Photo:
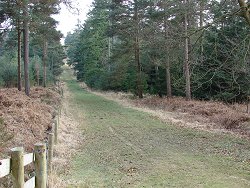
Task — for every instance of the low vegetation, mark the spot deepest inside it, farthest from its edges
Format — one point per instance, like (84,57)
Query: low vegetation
(127,148)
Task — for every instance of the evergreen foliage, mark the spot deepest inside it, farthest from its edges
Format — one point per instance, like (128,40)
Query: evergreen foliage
(102,50)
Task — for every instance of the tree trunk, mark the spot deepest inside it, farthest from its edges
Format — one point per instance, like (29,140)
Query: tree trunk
(137,53)
(245,10)
(37,74)
(186,62)
(26,48)
(201,25)
(19,56)
(168,76)
(45,58)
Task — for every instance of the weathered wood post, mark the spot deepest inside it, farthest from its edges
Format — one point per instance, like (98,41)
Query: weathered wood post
(50,150)
(17,167)
(55,130)
(40,166)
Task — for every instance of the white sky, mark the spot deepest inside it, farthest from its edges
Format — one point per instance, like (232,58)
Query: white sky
(68,20)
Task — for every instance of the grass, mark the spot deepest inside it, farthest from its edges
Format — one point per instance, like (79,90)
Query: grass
(127,148)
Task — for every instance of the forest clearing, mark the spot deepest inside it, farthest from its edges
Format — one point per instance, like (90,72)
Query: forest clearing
(138,93)
(119,146)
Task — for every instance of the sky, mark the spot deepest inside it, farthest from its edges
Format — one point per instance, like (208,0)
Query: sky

____________________

_Task to carry out_
Return, exactly as they stand, all of the lines above, but not the pictures.

_Exercise result_
Photo:
Task — for every instance of the low vegetation, mark the spot deepest inside it, farthest from its edges
Format — one point per instance, like (84,57)
Query: low vegetation
(127,148)
Task — for every instance of the evergreen foliage, mark the spot deepest inside it, farthest from its edges
Format — one point per instance, like (128,40)
Query: evergreen foliage
(102,50)
Task — for every instance of the tree trunk, mark the spot deepest inside it, farthest from its edges
Format — one point per instance, like (29,140)
Query: tree trunk
(137,53)
(245,10)
(37,74)
(186,62)
(26,48)
(201,25)
(19,56)
(168,76)
(45,58)
Task — for every instance of the weathered wood post, mark the spot deepest inside it, farthest from its edges
Format — one point per instance, like (98,41)
Query: weathered wood post
(50,150)
(17,167)
(55,130)
(40,166)
Task — for every instance of the white sky, mark the spot deepest inside it, farthest from its edges
Format — one point per instance, like (232,58)
Query: white sky
(68,20)
Task — for every instance of the grass, mark the spot deepest inside it, farthest from its edges
Format — one point per instance, like (79,90)
Query: grass
(127,148)
Task — for every instance of the forest clearing, mark the spot deepest inside it, farthest from its edges
Format — one point per instance, like (90,72)
Query: forest clearing
(138,93)
(119,146)
Task — for every instance of the sky, mark the spot deepest inside it, farthest from its edges
Format — one point per instance, like (208,0)
Query: sky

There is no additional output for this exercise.